▶ **BRIEF 1**: From the hood ornaments thread, write out the passage starting with "## E36 Phantom" and going on through "this a joke?".

▶ **PASSAGE**:
◇ ◇ ◇ ◇

# Cool hood ornaments



## ERIK J (Feb 26, 2008)

I want to see some cool custom hood emblems!

Here is the one my friend and I are making for my car. It used to be a seagull skull and a BMW roundel that we electro-plated copper. Still has 2 more days of plating, then has to be wire brushed out to a nice copper shine.


----------



## Ryan... (Dec 16, 2008)

I...dont even know what to say about that....


----------



## Kzang (Apr 12, 2006)

What the falk..


----------



## ERIK J (Feb 26, 2008)

Not installed all the way down, but this is what it looks like.


----------



## Ryan... (Dec 16, 2008)

I...dont even know what to say about that....


----------



## 6 Brit (Jan 19, 2009)

why?


----------



## E36 Phantom (Apr 3, 2007)

:lmao: I'm with Ryan....words fail me. Its, uh.......unique.....

Sent from my Droid using BimmerApp


----------



## Jever (Apr 16, 2003)

is this a joke?


----------



## djfitter (Sep 12, 2007)

6 Brit said:


> why?


My first thought also. :yikes:

dj


----------



## Tangent (Jan 18, 2004)

Now your BMW is represented by the grace and power of the majestic ... seagull?


----------



## ERIK J (Feb 26, 2008)

I have too much time on my hands and access to spray paint, animal skulls and a copper plating kit...


----------



## Llarry (May 17, 2002)

That's uhhh, unique.


----------



## Carraway (Sep 16, 2010)

You know an albatross' skull would be kind of metaphorical and poetic. I guess a seagull's is, too, but I'm not quite sure what the metaphor would be.

Anyway, to contribute, this is probably the coolest ornament concept I've seen: the Colani Horch. It's tough to find photos that show how the ornament works with the rest of the car. The few I found were posted on Flickr under personal accounts, so I won't link those. Here are a couple from http://www.heimtextil-blog.de:

















Hmmm, maybe if she was holding up a dead seagull...


----------



## ERIK J (Feb 26, 2008)

Now that is a cool one!


----------

◇ ◇ ◇ ◇

▶ **BRIEF 2**: Convert the entries below into a JSON list of strings, one string for each line and no strings for blank lines. Leave out the pictures.

▶ **MATERIAL TO PROCESS**:
◇ ◇ ◇ ◇

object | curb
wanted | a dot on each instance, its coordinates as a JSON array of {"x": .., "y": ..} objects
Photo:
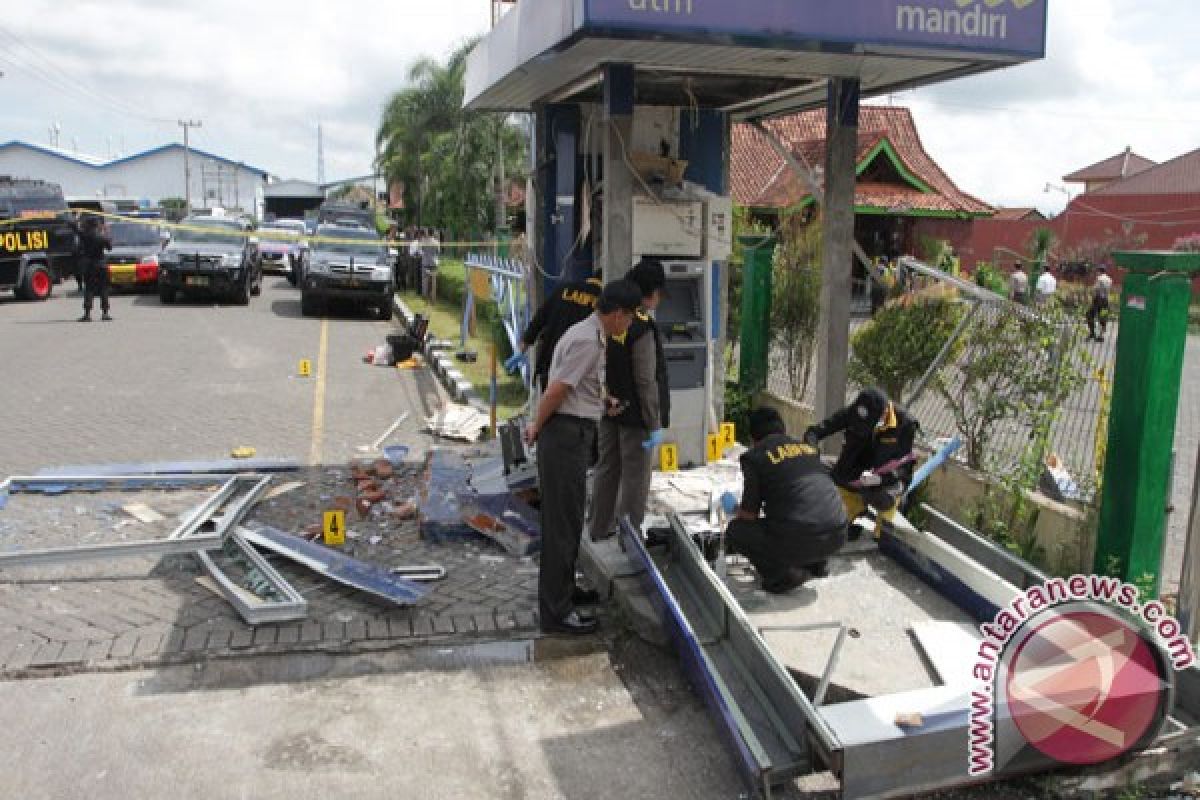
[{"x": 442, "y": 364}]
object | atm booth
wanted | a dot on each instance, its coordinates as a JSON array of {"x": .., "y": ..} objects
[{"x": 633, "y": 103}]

◇ ◇ ◇ ◇

▶ **RESULT 1**:
## E36 Phantom (Apr 3, 2007)

:lmao: I'm with Ryan....words fail me. Its, uh.......unique.....

Sent from my Droid using BimmerApp


----------



## Jever (Apr 16, 2003)

is this a joke?

▶ **RESULT 2**:
[
  "object | curb",
  "wanted | a dot on each instance, its coordinates as a JSON array of {\"x\": .., \"y\": ..} objects",
  "Photo:",
  "[{\"x\": 442, \"y\": 364}]",
  "object | atm booth",
  "wanted | a dot on each instance, its coordinates as a JSON array of {\"x\": .., \"y\": ..} objects",
  "[{\"x\": 633, \"y\": 103}]"
]